• _Exercise prompt_
Reproduce the records with "brick masonry wall" replaced by "stone retaining wall", leaving everything else unchanged.

• _Given entries_

┄┄┄┄┄┄┄┄┄┄┄┄┄┄┄┄┄┄┄┄

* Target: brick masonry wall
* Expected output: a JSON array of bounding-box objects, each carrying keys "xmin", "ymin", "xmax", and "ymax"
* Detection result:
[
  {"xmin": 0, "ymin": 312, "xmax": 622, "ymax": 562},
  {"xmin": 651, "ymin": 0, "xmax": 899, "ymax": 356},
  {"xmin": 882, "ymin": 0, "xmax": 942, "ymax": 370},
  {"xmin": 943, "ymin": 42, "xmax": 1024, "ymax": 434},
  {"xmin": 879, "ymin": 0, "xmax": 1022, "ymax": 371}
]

┄┄┄┄┄┄┄┄┄┄┄┄┄┄┄┄┄┄┄┄

• _Output for this exercise_
* Target: stone retaining wall
* Expected output: a JSON array of bounding-box objects, each carrying keys "xmin", "ymin", "xmax", and "ymax"
* Detection result:
[
  {"xmin": 0, "ymin": 312, "xmax": 622, "ymax": 562},
  {"xmin": 651, "ymin": 0, "xmax": 899, "ymax": 356},
  {"xmin": 882, "ymin": 0, "xmax": 942, "ymax": 370},
  {"xmin": 943, "ymin": 42, "xmax": 1024, "ymax": 434},
  {"xmin": 879, "ymin": 0, "xmax": 1022, "ymax": 371}
]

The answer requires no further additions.